**Exercise instructions**
A. Copy the thread on pulling "google" out of a hostname, starting with "URL url = new" and going on through "longest matching extension.", and change every "splitHost" to "parts".
B. Continue the thread on pulling "google" out of a hostname from the point where it stops.

-- Start Source excerpt --

0

If we have an url e.g www.google.de how can I get ONLY the "google"

In Java new URL (url).getHost(); does work but it gives me google.de and this is not what I want to have.

Thank you

EDIT: If we have something like www.google.co.uk then I also want to have only "google" as result.

I dont want "google.de" or "www.google" I ONLY want "google"

slim
  • 40,215
  • 13
  • 94
  • 127
Blnpwr
  • 1,793
  • 4
  • 22
  • 43
  • 1
    That's not called a hostname. – SLaks Jul 11 '17 at 15:23
  • What do you want to get from `www.google.co.uk`? – SLaks Jul 11 '17 at 15:23
  • @SLaks when we have `www,google.co.uk` I also want only "google" – Blnpwr Jul 11 '17 at 15:24
  • you can use [StringTokenizer](https://docs.oracle.com/javase/7/docs/api/java/util/StringTokenizer.html) – Blasanka Jul 11 '17 at 15:24
  • 2
    Possible duplicate of [Get domain name from given url](https://stackoverflow.com/questions/9607903/get-domain-name-from-given-url) – John Scattergood Jul 11 '17 at 15:26
  • No, it is not a duplicate. In this thread I want to have only "google", in your posted link, one wants "google.de" , it is a different problem here. – Blnpwr Jul 11 '17 at 15:29
  • 3
    You're going to have to create your own rules. On what basis are you choosing "google" from "www.google.co.uk"? Second element? First element but ignoring "www" as a special case? What other special cases do you want to ignore? It's your requirement - you have to define it. – slim Jul 11 '17 at 15:30
  • So update the question, saying different from that question – Blasanka Jul 11 '17 at 15:30
  • What do you want to get from `photos.google.co.uk` vs. `photos.google.de`? You need to precisely define your requirements, at which point you can then translate that into code. – SLaks Jul 11 '17 at 15:34
  • 2
    The part you want to ignore, i.e. the www actually _is_ the hostname. – Björn Zurmaar Jul 11 '17 at 15:36
  • Also "www.google.co.uk" is not a URL. It's a domain name. URLs start with a scheme. – slim Jul 11 '17 at 15:46
  • 3
    Stepping back, I think this is an XY problem. https://meta.stackexchange.com/questions/66377/what-is-the-xy-problem -- why do you want to do this? – slim Jul 11 '17 at 15:47

2 Answers2

1

Splitting on a period and selecting the first or second element (whichever is not "www") would work:

URL url = new URL("http://www.host.ext.ext");
String host = url.getHost(); // host = "www.host.ext.ext"
String splitHost = host.split("\\.") // splitHost = { "www", "host", "ext", "ext" }

host = splitHost[0].equals("www") ? splitHost[1] : splitHost[0]; // host = "host"

If there is anything more than http://www. before it, and the extension is potentially more than two "extensions" (.co.uk for instance), then there is no easy way to get just the part you want. As far as I know, you would have to try iterating over a list of extensions and return the part immediately before the longest matching extension.

-- End Source excerpt --
-- Start Given records --

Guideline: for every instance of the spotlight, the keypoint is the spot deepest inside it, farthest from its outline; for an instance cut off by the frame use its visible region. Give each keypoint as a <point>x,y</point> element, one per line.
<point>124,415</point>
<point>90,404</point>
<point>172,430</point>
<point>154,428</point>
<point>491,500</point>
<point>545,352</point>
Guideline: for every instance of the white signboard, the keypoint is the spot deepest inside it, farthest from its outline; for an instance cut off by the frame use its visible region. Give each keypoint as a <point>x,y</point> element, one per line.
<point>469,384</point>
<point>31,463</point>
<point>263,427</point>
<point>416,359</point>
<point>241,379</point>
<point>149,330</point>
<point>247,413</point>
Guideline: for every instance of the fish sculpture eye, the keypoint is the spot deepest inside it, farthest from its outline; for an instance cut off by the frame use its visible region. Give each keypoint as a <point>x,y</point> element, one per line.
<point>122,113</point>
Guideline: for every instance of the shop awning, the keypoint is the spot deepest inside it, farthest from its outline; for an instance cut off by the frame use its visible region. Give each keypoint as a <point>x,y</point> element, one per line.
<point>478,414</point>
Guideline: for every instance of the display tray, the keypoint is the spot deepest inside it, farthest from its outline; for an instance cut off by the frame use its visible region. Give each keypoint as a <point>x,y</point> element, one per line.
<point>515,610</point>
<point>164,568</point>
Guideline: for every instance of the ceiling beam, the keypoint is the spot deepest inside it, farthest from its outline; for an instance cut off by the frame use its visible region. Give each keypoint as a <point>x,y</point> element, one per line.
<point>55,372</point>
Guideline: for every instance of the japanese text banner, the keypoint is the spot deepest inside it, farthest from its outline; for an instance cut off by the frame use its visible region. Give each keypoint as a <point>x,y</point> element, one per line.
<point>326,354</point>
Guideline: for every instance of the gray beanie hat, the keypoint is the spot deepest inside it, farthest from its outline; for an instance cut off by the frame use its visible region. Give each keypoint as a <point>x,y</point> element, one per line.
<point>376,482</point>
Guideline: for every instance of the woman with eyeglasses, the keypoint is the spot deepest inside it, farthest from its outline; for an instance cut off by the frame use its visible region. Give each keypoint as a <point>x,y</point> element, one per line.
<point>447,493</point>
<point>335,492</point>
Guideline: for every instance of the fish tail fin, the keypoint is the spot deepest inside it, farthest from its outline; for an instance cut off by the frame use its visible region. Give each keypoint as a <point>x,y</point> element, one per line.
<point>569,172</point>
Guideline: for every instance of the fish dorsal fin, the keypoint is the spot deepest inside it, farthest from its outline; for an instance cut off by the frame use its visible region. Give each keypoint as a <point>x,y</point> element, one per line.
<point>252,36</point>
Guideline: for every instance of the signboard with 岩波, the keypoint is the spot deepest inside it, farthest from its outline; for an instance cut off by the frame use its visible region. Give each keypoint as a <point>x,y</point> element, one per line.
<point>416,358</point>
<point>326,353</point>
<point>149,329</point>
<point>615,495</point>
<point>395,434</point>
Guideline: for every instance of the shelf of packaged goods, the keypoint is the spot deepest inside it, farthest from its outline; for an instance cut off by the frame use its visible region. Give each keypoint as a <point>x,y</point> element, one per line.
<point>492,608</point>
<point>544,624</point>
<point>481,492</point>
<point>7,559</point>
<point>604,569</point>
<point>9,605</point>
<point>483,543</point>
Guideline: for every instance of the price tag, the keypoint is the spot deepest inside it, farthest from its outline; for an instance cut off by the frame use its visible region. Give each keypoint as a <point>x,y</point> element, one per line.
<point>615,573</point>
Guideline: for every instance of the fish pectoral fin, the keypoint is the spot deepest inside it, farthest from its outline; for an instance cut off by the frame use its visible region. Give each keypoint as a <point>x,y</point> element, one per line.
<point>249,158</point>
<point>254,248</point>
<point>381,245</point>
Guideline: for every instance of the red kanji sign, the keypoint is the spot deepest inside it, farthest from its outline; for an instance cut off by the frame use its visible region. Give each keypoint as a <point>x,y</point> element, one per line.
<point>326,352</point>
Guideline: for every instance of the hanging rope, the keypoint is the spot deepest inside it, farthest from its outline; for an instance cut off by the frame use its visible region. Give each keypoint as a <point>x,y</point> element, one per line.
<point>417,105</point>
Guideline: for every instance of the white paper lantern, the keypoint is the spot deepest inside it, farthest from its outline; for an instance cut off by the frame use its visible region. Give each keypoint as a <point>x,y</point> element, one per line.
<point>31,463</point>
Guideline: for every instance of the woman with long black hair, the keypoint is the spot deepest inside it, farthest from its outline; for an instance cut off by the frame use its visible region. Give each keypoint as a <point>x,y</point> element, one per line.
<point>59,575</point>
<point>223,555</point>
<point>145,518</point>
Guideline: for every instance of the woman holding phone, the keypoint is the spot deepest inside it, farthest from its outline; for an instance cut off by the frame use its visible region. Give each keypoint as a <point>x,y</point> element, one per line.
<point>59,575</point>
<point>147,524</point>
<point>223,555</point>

-- End Given records --

**Outputs in order**
A.
URL url = new URL("http://www.host.ext.ext");
String host = url.getHost(); // host = "www.host.ext.ext"
String parts = host.split("\\.") // parts = { "www", "host", "ext", "ext" }

host = parts[0].equals("www") ? parts[1] : parts[0]; // host = "host"

If there is anything more than http://www. before it, and the extension is potentially more than two "extensions" (.co.uk for instance), then there is no easy way to get just the part you want. As far as I know, you would have to try iterating over a list of extensions and return the part immediately before the longest matching extension.

B.
17slim
  • 1,233
  • 1
  • 16
  • 21
  • 2
    This [works](https://glot.io/snippets/ermp6i0mvo) but I agree with the comment above that this is likely an [XY Problem](https://meta.stackexchange.com/a/66378/160897) and there is missing information why "google" is more useful than "google.com". – styfle Jul 11 '17 at 15:51
  • Yeah, I think I agree as well now. – 17slim Jul 11 '17 at 16:05
  • 1
    While it is possible this is an XY, I think it could also be exactly what they're asking. Perhaps they actually want to display the important part, ignoring the extension? Although that might be problem X now that I think about it; "how do I display a website's display name/title?" – 17slim Jul 11 '17 at 16:11
  • Also, could anyone explain the downvote? The answer does exactly what the asker asked for, and explains the one possible pitfall. Help us out here. – 17slim Jul 11 '17 at 16:16
0

The most basic solution would be using

 System.out.println(url.split("\\.")[1]);

Or you could try this https://stackoverflow.com/a/23079402/2555419

public String getHostName(String url) {
    URI uri = new URI(url);
    String hostname = uri.getHost();
    // to provide faultproof result, check if not null then return only hostname, without www.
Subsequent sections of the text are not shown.